Exercise input section start

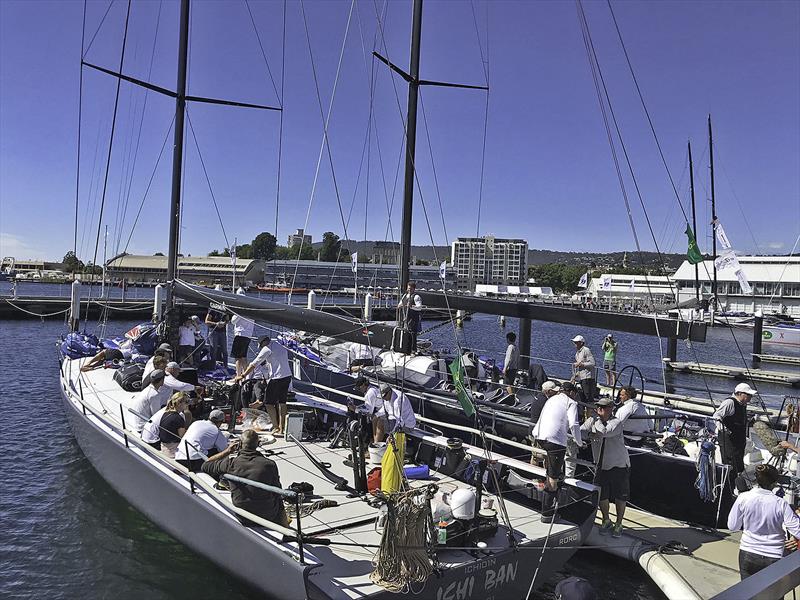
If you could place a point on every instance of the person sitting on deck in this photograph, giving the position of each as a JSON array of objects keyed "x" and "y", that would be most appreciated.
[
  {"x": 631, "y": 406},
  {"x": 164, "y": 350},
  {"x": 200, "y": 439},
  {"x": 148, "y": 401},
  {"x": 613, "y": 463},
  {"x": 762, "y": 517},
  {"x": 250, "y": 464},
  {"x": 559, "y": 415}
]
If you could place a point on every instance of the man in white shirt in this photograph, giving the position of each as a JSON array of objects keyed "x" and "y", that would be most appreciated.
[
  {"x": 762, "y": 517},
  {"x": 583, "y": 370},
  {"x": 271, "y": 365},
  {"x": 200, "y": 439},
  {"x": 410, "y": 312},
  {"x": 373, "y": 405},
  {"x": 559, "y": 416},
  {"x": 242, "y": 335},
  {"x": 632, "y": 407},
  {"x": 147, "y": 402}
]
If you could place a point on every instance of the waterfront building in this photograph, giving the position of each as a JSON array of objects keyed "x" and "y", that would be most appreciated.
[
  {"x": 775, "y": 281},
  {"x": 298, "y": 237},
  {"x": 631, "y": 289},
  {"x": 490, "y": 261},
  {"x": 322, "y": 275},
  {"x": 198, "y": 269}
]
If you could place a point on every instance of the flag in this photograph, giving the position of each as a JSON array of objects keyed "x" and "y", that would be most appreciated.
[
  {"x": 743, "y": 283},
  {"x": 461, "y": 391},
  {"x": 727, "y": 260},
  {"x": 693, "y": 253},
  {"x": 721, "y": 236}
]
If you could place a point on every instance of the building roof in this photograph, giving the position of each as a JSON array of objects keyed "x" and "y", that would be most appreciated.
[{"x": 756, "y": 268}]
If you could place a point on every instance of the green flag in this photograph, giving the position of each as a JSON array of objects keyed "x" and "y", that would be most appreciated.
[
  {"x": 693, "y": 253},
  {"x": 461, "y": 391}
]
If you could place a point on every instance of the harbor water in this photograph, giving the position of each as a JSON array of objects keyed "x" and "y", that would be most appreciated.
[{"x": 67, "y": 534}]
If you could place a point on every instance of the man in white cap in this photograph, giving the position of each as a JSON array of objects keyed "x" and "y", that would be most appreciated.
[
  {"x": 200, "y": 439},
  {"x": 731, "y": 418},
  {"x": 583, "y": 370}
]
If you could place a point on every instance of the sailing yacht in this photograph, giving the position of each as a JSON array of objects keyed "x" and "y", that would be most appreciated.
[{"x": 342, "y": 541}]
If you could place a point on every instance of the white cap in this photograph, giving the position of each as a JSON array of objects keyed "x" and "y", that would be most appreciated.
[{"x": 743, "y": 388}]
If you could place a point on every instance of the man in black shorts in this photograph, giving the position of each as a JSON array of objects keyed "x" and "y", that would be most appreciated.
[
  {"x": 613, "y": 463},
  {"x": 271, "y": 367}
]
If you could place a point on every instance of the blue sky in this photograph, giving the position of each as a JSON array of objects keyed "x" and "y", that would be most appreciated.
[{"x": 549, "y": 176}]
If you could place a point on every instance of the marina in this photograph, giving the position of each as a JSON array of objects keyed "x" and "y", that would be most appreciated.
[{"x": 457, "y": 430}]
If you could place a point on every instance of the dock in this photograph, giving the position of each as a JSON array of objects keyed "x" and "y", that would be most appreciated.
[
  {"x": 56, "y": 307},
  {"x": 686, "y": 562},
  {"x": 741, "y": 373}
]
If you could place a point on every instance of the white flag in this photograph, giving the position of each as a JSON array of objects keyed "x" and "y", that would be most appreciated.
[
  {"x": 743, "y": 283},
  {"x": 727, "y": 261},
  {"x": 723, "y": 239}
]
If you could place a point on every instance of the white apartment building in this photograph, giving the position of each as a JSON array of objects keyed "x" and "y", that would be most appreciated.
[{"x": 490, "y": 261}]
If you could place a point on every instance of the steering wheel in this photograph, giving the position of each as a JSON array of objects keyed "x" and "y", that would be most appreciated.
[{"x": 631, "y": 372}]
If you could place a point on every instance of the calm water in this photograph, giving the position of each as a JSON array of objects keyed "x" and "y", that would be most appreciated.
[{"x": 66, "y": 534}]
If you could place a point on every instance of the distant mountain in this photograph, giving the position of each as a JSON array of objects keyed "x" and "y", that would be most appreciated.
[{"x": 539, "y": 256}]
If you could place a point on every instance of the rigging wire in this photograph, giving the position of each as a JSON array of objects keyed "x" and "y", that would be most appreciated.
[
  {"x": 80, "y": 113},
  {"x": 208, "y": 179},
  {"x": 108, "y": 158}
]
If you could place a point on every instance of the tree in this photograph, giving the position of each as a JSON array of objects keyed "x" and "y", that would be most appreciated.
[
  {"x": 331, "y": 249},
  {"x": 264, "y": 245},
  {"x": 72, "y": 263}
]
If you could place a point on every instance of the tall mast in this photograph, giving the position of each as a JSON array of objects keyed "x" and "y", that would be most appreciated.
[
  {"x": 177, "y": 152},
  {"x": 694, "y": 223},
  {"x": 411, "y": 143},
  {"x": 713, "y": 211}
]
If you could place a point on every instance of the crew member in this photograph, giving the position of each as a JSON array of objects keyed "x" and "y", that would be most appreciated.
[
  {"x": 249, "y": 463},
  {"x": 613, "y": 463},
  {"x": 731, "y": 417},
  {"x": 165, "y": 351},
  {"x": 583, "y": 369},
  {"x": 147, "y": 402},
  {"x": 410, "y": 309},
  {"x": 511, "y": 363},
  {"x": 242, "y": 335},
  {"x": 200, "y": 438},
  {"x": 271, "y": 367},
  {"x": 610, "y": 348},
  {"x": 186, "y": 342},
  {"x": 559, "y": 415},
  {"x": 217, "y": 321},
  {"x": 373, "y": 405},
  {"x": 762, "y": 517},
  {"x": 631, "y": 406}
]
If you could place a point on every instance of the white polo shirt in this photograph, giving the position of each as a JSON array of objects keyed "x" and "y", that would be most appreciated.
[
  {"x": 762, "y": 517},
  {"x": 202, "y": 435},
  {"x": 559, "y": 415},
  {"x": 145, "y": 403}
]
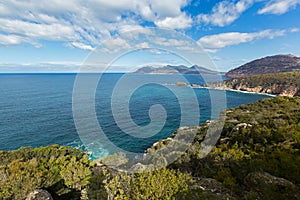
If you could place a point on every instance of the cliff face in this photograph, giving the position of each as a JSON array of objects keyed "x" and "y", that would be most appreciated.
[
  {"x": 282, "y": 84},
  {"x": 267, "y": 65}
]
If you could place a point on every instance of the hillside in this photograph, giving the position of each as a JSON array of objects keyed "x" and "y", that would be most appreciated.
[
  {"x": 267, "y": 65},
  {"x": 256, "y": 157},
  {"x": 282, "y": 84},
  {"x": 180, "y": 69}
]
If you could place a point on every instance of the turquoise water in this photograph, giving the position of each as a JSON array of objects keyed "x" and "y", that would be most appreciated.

Exercise input section end

Task objective: With the pictures removed, write the listing out word for word.

Written solution:
If you could place a point on every instance of the person sitting on deck in this photograph, giving the position of each as a JSON array of objects keyed "x" and "y", that would be most appreciated.
[
  {"x": 631, "y": 406},
  {"x": 164, "y": 350},
  {"x": 200, "y": 439},
  {"x": 148, "y": 401},
  {"x": 613, "y": 463},
  {"x": 762, "y": 517},
  {"x": 250, "y": 464},
  {"x": 559, "y": 415}
]
If you could place a point on every instance of the man in white shirt in this photograph, giving the position of each as a JSON array of objects keyed "x" and "y", that would be most appreciated.
[
  {"x": 762, "y": 517},
  {"x": 583, "y": 370},
  {"x": 271, "y": 365},
  {"x": 200, "y": 439},
  {"x": 410, "y": 312},
  {"x": 373, "y": 405},
  {"x": 559, "y": 416},
  {"x": 242, "y": 335},
  {"x": 632, "y": 407},
  {"x": 147, "y": 402}
]
If you could place a point on every instance of the waterfront building in this photograph, giving the position of each as a JSON array of objects keyed "x" and "y", that would be most appreciated.
[
  {"x": 775, "y": 281},
  {"x": 298, "y": 237},
  {"x": 631, "y": 289},
  {"x": 490, "y": 261},
  {"x": 322, "y": 275},
  {"x": 198, "y": 269}
]
If you could place a point on every instance of the flag in this photograph, giving the position of each as a JSON array of objects keyed "x" and "y", that would be most appreciated.
[
  {"x": 743, "y": 283},
  {"x": 461, "y": 391},
  {"x": 727, "y": 260},
  {"x": 693, "y": 253},
  {"x": 721, "y": 236}
]
If you could place a point on every instance of the building roof in this photograph, giving the position of each as a JSON array of objects keyed "x" and "y", that would be most appreciated.
[{"x": 756, "y": 268}]
If you could place a point on every instance of the green flag in this photograph, giving the position of each as a JSON array of objects keyed "x" and "y", that would be most appreciated.
[
  {"x": 693, "y": 253},
  {"x": 461, "y": 391}
]
If you could place a point on every instance of the harbor water in this photograph, giving the position of each as a JSON array of objects keyed "x" and "y", that would be most appreciated.
[{"x": 67, "y": 534}]
If you could place a point on every instance of the man in white cap in this photograph, giving the position of each as a JSON array of objects keyed "x" and "y", that would be most appreciated.
[
  {"x": 200, "y": 439},
  {"x": 731, "y": 418},
  {"x": 583, "y": 370}
]
If you could place a point on every instance of the sailing yacht in this photograph, giving the position of each as a JSON array of objects keyed "x" and "y", that would be most appreciated.
[{"x": 342, "y": 541}]
If you could place a point on every instance of the white cap in this photograph, giving the position of each as a JSON array of objects keyed "x" and "y", that would be most appreciated.
[{"x": 743, "y": 388}]
If you could place a point on every instance of the man in black shorts in this photograph, giving the position of each as a JSON array of objects keyed "x" and "y", that would be most appreciated.
[
  {"x": 613, "y": 463},
  {"x": 271, "y": 367}
]
If you could place a point on every instance of the blue sky in this photograph, giving the position of each as a JSON array of objects keyed "x" and "y", that would be most appreciated.
[{"x": 549, "y": 176}]
If you could place a point on every instance of the marina in this photograph, giving the position of each as a JSON array of objects keyed "x" and "y", that would be most appreciated.
[{"x": 457, "y": 430}]
If you could place a point on every instance of the dock in this photograph, giving the position of each as a JSON array of objects keyed "x" and "y", that would be most appreciated.
[
  {"x": 56, "y": 307},
  {"x": 686, "y": 562},
  {"x": 741, "y": 373}
]
If you could place a point on every instance of the white flag in this photograph, giving the position of each as a JSON array of objects keyed "x" and "y", that would be most appreciated.
[
  {"x": 743, "y": 283},
  {"x": 727, "y": 261},
  {"x": 723, "y": 239}
]
If you could place a point on every instance of the white apartment building in this photograph, giving the position of each as a JSON array of objects keyed "x" and "y", that would be most appreciated.
[{"x": 490, "y": 261}]
If you could place a point on every instance of the steering wheel in this photograph, giving the position of each as a JSON array of objects keyed "x" and "y", that would be most appreciated.
[{"x": 631, "y": 372}]
If you could place a point on every instance of the calm water in this photograph, giving the position of each as a JSON array of objects keyed "x" and "y", that would be most appreciated.
[{"x": 66, "y": 534}]
If you could place a point on every instance of the distant mountain in this photograph, giving the position of each as a JSON array of objects keyed "x" and "y", that would be most appreciated.
[{"x": 539, "y": 256}]
If you could place a point on every instance of the rigging wire in this photograph, giving the position of each as a JSON array of objects keyed "x" and "y", that would be most appreciated.
[
  {"x": 80, "y": 113},
  {"x": 208, "y": 179},
  {"x": 108, "y": 158}
]
If you could place a point on every instance of the tree in this photograph, giving the position of each as a JSON array of objects keyed "x" and "y", that would be most appreciated.
[
  {"x": 331, "y": 249},
  {"x": 264, "y": 245},
  {"x": 72, "y": 263}
]
If you could place a point on every instance of the tall mast in this photograph, giving the position of each as a JSON array of objects keyed "x" and "y", that would be most appreciated.
[
  {"x": 177, "y": 152},
  {"x": 694, "y": 223},
  {"x": 411, "y": 143},
  {"x": 713, "y": 211}
]
If you could place a point on every instance of the crew member in this photograph, giving the position of each as a JSON array of objects keyed "x" and "y", that would be most appreciated.
[
  {"x": 249, "y": 463},
  {"x": 613, "y": 463},
  {"x": 731, "y": 417},
  {"x": 165, "y": 351},
  {"x": 583, "y": 369},
  {"x": 147, "y": 402},
  {"x": 410, "y": 309},
  {"x": 511, "y": 363},
  {"x": 242, "y": 335},
  {"x": 200, "y": 438},
  {"x": 271, "y": 367},
  {"x": 610, "y": 348},
  {"x": 186, "y": 342},
  {"x": 559, "y": 415},
  {"x": 217, "y": 321},
  {"x": 373, "y": 405},
  {"x": 762, "y": 517},
  {"x": 631, "y": 406}
]
If you could place a point on every instance of the white polo shirt in this photograph, giving the position of each as a JSON array of objects keyed "x" and "y", that would be most appreciated.
[
  {"x": 762, "y": 517},
  {"x": 202, "y": 435},
  {"x": 559, "y": 415},
  {"x": 145, "y": 403}
]
If you could place a point on every instance of the cliff face in this photograph, giving the position of each as a JSON array of objects keyed "x" and "y", that would be most appreciated.
[
  {"x": 282, "y": 84},
  {"x": 267, "y": 65}
]
If you could place a point on every instance of the hillside in this photograph, giving the position of each as a JSON array of objects keyed "x" and "y", that would be most appreciated.
[
  {"x": 267, "y": 65},
  {"x": 256, "y": 157},
  {"x": 282, "y": 84},
  {"x": 180, "y": 69}
]
If you could place a point on every instance of the turquoise water in this photograph, giving the position of each as a JSON array of objects keyed "x" and "y", that would be most appreciated.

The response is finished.